- _Text block_:
>>>>
Treatment with mavacamten results in improvements in cardiac biomarkers of wall stress and injury, as shown by reduced NT-proBNP and troponin, without sustained left ventricular ejection fraction (LVEF) reductions, according to the preliminary findings of the EMBARK-HFpEF trial.
“This is the first experience with cardiac myosin inhibition with HFpEF,” said lead author Dr Sanjiv Shah from Northwestern University Feinberg School of Medicine, Chicago, Illinois, US.
“Twenty-six-week treatment with mavacamten improved cardiac biomarkers of wall stress (NTproBNP) and injury (troponin),” he said. In addition, “[t]here was a good safety profile with no sustained LVEF reductions and no LVEF <30 percent.”
Shah and his team conducted EMBARK-HFpEF, a phase IIa, open-label, single-arm, multicentre trial, to examine the effects of myosin inhibition with mavacamten in patients with heart failure with preserved ejection fraction (HFpEF).
Those aged ≥50 years, LVEF ≥60 percent, and objective evidence of HF (ie, hospitalization for HF, elevated LV filling pressure, elevated historical NT-proBNP or BNP, elevated E/e’ ratio, or left atrial enlargement with chronic loop diuretic use) were eligible for inclusion.
<<<<
- _Records shown_:
>>>>
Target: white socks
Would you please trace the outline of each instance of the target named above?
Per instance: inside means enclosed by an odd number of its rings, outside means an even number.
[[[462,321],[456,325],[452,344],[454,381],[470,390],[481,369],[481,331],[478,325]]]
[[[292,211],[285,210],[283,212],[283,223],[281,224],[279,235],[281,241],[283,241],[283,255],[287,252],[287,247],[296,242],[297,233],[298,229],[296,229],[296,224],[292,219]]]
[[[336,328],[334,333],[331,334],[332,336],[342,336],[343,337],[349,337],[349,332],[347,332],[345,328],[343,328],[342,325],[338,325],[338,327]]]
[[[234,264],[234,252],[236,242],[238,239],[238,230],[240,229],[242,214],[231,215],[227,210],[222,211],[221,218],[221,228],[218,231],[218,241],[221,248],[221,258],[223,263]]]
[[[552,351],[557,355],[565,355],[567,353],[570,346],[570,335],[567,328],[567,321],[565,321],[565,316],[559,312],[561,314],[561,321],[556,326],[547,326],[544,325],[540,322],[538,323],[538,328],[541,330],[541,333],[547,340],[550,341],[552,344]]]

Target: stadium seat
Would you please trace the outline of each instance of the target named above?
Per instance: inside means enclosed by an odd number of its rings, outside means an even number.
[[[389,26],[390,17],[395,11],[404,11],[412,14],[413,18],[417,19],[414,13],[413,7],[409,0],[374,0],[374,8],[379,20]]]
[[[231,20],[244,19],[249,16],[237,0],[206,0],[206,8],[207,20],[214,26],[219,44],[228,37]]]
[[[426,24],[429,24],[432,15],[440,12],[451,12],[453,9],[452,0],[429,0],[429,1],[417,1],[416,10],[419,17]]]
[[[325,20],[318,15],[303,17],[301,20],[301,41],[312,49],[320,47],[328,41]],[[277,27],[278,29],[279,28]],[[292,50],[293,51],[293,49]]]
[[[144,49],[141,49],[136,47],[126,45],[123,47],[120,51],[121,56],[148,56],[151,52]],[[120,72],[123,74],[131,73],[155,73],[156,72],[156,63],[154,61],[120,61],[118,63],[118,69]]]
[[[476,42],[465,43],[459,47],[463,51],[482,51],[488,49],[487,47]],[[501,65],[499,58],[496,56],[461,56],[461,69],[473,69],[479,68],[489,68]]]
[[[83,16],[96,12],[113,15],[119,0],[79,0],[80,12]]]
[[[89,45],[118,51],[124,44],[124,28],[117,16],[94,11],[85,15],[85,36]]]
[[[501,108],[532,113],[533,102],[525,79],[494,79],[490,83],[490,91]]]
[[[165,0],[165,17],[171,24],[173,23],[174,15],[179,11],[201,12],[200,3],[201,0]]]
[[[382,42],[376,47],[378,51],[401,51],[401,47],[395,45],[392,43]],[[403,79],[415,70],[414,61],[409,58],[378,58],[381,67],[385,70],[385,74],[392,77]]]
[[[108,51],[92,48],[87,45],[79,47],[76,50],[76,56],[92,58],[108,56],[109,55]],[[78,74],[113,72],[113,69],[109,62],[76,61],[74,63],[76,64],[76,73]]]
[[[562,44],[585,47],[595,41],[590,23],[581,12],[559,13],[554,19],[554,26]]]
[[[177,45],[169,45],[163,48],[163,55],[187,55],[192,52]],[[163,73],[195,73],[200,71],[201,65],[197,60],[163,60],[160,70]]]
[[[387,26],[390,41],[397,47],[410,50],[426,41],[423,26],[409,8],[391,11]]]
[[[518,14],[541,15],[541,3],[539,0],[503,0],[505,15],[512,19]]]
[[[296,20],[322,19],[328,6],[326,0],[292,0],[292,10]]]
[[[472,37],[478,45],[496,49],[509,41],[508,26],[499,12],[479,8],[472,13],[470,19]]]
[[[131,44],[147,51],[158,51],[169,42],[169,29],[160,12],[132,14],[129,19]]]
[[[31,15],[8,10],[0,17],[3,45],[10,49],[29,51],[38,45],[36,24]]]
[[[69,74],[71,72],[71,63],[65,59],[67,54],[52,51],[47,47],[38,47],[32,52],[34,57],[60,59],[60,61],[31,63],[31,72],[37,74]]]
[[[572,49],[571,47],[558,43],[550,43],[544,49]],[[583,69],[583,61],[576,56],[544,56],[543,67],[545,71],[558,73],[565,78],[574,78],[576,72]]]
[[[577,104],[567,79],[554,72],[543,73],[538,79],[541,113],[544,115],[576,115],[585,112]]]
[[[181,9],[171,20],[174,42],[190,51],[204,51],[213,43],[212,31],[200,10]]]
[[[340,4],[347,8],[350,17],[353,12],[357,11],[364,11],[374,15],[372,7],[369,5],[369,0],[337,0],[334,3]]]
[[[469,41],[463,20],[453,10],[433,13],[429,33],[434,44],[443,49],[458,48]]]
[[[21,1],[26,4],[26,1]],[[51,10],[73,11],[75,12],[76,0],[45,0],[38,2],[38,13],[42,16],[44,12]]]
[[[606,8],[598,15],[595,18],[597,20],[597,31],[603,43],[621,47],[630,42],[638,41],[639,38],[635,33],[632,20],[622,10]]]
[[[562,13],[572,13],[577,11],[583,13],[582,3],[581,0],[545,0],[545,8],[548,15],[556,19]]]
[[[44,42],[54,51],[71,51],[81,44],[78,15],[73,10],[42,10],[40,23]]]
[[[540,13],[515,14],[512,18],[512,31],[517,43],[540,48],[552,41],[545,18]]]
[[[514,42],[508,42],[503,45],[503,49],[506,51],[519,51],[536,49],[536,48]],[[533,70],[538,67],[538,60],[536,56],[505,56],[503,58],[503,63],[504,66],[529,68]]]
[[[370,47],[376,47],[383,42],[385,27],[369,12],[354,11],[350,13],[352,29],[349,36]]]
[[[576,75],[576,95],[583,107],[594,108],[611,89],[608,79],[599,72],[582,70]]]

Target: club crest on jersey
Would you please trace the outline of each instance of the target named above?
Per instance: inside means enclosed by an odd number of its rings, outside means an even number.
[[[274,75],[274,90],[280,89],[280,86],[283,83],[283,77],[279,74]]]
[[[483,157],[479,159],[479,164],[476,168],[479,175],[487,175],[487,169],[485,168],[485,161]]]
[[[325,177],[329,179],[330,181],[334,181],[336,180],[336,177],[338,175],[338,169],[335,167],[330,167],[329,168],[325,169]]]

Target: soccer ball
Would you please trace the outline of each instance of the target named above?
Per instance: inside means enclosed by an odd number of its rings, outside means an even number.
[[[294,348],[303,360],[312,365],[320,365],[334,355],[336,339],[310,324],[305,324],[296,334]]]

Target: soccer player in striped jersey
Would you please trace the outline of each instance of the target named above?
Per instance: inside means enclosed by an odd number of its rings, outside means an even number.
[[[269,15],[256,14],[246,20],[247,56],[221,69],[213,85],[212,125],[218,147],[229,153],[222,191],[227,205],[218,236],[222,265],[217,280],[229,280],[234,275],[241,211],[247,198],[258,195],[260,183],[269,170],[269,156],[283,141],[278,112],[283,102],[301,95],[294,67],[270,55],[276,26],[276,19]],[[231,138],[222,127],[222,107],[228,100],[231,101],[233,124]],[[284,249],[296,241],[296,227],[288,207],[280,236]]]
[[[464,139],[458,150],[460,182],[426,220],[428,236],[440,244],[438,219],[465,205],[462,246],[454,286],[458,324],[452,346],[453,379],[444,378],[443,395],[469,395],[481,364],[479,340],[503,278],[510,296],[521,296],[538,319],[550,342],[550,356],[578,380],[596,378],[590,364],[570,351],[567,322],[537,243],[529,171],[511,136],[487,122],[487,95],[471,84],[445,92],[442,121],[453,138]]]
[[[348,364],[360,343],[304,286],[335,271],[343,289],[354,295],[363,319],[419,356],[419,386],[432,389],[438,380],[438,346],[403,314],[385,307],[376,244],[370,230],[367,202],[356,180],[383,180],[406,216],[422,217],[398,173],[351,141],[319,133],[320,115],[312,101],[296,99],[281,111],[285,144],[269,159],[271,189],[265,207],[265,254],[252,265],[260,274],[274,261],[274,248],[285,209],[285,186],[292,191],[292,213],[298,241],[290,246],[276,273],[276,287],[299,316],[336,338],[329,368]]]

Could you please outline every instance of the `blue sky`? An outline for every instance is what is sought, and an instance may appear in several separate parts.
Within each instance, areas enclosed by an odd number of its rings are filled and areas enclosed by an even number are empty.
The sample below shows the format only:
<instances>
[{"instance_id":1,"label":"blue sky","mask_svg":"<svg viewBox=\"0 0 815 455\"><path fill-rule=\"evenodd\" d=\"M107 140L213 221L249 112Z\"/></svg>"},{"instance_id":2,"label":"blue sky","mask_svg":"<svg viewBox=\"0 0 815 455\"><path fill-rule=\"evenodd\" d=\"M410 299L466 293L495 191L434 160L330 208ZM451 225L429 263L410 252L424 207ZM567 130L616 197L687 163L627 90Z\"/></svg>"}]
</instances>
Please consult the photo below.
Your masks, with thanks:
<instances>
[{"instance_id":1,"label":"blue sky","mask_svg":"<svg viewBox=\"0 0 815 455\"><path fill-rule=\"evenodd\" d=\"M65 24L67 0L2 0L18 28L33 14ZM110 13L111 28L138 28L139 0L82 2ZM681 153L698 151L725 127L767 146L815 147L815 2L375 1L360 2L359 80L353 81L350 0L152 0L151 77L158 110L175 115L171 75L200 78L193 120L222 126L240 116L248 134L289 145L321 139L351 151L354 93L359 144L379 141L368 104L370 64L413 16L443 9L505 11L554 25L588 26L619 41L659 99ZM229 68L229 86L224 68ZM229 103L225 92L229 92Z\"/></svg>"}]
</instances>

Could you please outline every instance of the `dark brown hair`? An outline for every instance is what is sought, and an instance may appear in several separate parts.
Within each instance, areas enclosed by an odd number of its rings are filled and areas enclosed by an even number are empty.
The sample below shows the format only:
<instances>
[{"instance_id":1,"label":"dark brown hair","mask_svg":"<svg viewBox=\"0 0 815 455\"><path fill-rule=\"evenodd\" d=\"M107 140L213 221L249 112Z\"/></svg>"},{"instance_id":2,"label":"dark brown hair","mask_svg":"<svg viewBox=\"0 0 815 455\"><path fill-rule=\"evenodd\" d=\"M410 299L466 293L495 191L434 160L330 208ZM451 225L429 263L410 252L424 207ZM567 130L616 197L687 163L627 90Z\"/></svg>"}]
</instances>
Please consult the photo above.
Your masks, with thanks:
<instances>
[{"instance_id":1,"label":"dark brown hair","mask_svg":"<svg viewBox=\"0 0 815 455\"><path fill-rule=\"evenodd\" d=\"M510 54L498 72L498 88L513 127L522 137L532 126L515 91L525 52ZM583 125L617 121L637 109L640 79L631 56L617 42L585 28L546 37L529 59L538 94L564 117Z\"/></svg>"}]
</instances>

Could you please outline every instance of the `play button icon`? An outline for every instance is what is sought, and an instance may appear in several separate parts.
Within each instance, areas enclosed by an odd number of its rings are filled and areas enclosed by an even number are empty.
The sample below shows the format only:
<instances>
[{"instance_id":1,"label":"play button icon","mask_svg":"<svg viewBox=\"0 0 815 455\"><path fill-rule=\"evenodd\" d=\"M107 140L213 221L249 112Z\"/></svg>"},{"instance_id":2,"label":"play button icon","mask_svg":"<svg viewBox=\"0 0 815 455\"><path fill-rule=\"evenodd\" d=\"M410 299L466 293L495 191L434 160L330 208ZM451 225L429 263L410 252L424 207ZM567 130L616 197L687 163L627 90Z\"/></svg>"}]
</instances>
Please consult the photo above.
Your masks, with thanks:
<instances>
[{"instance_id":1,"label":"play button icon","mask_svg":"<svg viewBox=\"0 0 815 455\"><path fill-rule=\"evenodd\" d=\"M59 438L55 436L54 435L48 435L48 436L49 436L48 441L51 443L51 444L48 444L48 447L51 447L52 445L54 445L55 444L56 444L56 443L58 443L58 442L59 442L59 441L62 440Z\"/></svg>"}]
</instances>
<<<<
- _Things to do_:
1) In the EMBARK-HFpEF trial report, what reason does Shah give for calling mavacamten's safety profile good?
2) Rename "troponin" as "cardiac troponin" in the part of the EMBARK-HFpEF trial report that opens with the words containing "Treatment with mavacamten results" and closes with "the EMBARK-HFpEF trial.", and give that part again.
3) Give what follows the last sentence of the EMBARK-HFpEF trial report.

- _Numbered responses_:
1) There were no sustained LVEF reductions, and no LVEF fell below 30 percent.

2)
Treatment with mavacamten results in improvements in cardiac biomarkers of wall stress and injury, as shown by reduced NT-proBNP and cardiac troponin, without sustained left ventricular ejection fraction (LVEF) reductions, according to the preliminary findings of the EMBARK-HFpEF trial.

3)
“At screening, elevated NT-proBNP, LVEF ≥60 percent, and LV wall thickness ≥12 mm or elevated LV mass index were required,” Shah said. “Key exclusions were prior hypertrophic cardiomyopathy (HCM) or infiltrative cardiomyopathy, significant valve disease, and prior LVEF <45 percent.”
Eligible patients received mavacamten for 26 weeks, beginning at a dose of 2.5 mg and titrated up to 5 mg at week 14 based on LVEF and NT-proBNP. The investigators did week 34 “end-of-study labs” 8 weeks after treatment cessation. Changes in NT-proBNP and troponin were the primary efficacy endpoints, while safety outcomes included LVEF and adverse events.
Cardiac biomarkers
Thirty patients (mean age 75 years, 53 percent female, 10 percent Black) met the inclusion criteria and were enrolled across 14 sites in US and Canada. Their geometric mean NT-proBNP was 520 pg/mL and mean LVEF was 67 percent, with high-sensitivity troponin T (hsTnT) of 0.017 ng/ml and high-sensitivity troponin I (hsTnI) of 8.35 pg/ml. Many patients also had comorbidities.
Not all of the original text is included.